→ INFORMATION SUPPLIED:
☆ ☆ ☆ ☆

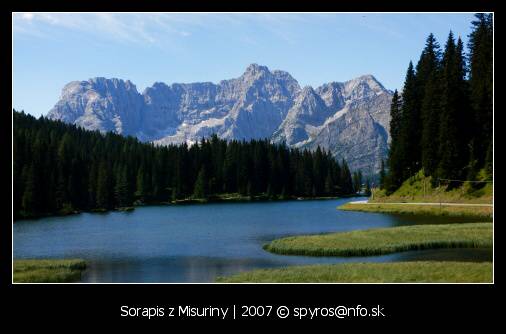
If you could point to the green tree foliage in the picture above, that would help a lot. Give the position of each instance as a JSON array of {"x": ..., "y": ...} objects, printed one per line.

☆ ☆ ☆ ☆

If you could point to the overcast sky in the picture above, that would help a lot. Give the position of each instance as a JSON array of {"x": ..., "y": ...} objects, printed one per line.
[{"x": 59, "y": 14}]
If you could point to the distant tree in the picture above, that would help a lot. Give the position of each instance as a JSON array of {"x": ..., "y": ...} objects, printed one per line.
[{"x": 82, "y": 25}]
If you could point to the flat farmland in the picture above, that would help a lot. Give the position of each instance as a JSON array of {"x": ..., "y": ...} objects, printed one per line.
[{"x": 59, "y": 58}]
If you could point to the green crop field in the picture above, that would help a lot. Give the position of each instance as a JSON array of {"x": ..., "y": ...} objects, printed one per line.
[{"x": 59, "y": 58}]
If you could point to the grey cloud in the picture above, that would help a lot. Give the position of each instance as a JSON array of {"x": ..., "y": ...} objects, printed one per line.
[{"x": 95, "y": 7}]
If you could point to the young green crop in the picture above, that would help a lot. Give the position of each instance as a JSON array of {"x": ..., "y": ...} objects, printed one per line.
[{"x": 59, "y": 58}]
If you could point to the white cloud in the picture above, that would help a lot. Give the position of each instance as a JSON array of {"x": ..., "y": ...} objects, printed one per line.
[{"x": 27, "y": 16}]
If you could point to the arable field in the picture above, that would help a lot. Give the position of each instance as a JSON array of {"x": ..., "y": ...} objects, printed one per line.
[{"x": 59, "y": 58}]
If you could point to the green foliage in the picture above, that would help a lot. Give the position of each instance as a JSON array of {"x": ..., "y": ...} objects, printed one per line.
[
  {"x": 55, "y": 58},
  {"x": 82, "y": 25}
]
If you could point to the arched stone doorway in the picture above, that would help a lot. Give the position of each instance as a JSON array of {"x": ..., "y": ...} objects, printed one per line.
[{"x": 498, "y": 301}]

☆ ☆ ☆ ☆

→ THE TASK:
Report every line above that contains the string "cloud". Case counts.

→ REPLY:
If you could point to the grey cloud in the picture above, that would help a lot. Give the position of each instance as a JSON array of {"x": ..., "y": ...} objects, printed one per line.
If you could point to the white cloud in the picture above, that would help a lot. Give the position of each instance as a JSON array of {"x": ..., "y": ...} objects, printed one per line.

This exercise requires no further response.